Power of a Lens

When you visit an optician and hear them say “your left eye needs a $+2.5$ D lens,” they are talking about the power of the lens. But what exactly does that number mean, and why is it more useful than simply stating the focal length? The answer lies in how strongly the lens bends light, and power gives us a single, clean number to express that bending ability.

What Lens Power Tells You

Every lens bends light that passes through it. A convex lens pulls parallel rays together (converges them), while a concave lens spreads them apart (diverges them). Some lenses bend light sharply, others only gently. The power of a lens is a direct measure of this bending: how much convergence or divergence the lens introduces into a beam of light.

* ROWS *
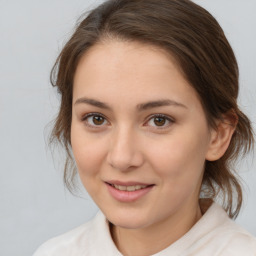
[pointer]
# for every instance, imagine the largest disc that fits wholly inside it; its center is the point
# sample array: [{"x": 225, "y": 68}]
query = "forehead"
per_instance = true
[{"x": 131, "y": 70}]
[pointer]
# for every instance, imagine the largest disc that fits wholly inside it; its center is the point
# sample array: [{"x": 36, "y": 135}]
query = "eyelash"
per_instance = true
[{"x": 167, "y": 119}]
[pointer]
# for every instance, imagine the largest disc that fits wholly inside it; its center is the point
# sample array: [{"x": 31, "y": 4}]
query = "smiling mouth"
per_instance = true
[{"x": 129, "y": 188}]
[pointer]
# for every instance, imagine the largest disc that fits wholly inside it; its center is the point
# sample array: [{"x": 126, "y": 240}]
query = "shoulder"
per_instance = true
[{"x": 74, "y": 242}]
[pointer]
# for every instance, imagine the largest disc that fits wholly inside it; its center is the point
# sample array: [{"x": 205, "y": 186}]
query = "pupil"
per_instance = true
[
  {"x": 98, "y": 120},
  {"x": 159, "y": 121}
]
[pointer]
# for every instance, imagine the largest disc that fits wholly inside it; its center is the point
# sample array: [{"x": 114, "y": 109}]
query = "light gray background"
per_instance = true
[{"x": 34, "y": 205}]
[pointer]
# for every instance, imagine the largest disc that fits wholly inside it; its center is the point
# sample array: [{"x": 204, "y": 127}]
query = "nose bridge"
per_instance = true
[{"x": 124, "y": 149}]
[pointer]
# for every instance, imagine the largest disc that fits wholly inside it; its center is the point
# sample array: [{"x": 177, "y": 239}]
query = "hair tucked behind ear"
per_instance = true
[{"x": 194, "y": 38}]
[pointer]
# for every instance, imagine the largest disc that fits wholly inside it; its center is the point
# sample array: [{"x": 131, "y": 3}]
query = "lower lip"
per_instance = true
[{"x": 128, "y": 196}]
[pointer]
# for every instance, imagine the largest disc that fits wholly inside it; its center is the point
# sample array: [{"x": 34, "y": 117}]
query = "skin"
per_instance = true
[{"x": 126, "y": 143}]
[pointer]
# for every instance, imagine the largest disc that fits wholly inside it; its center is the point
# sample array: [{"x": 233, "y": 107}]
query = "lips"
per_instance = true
[
  {"x": 128, "y": 191},
  {"x": 128, "y": 188}
]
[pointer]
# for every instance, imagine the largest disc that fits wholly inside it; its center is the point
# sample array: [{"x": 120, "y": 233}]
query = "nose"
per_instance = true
[{"x": 124, "y": 150}]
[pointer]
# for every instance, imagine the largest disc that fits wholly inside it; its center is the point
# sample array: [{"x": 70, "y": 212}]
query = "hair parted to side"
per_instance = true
[{"x": 194, "y": 38}]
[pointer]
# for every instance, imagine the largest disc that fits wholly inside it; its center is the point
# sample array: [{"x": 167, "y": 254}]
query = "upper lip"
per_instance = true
[{"x": 127, "y": 183}]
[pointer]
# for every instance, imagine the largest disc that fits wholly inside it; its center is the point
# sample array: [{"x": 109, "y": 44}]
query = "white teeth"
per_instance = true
[{"x": 128, "y": 188}]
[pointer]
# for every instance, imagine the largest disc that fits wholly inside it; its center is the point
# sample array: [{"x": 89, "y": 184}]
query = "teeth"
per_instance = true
[{"x": 128, "y": 188}]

* WHAT TO WORK ON *
1) Collect every line of the entries that contains the string "hair", matching case exactly.
2) Write the next part of the passage on lens power, starting right after its final sentence.
The passage on lens power and the entries don't relate to each other.

* RESULTS OF THE EXERCISE *
1)
query = "hair tucked behind ear"
query = "hair parted to side"

2)
Here is the key insight: a lens with a shorter focal length bends light more. Think about it this way. If a convex lens brings parallel rays to a focus just 10 cm away, it must be bending them quite steeply. Another convex lens that focuses the same rays 50 cm away is bending them much more gently. Similarly, a concave lens that makes rays diverge as though they came from a point only 10 cm behind it is spreading them far more aggressively than one whose virtual focus sits 50 cm back.

So focal length and bending strength are inversely related: shorter focal length means stronger bending.

The Formal Definition

Fig 9.18: Power of a lens, showing the convergence angle $\delta$ for a ray at height $h$ from the optical centre

Consider a ray of light travelling parallel to the principal axis and hitting the lens at a height $h$ above the optical centre O. After passing through the lens, this ray bends and heads toward the focus F, which sits at distance $f$ from O. The angle $\delta$ between the incoming direction and the outgoing ray measures how much the lens has bent the light.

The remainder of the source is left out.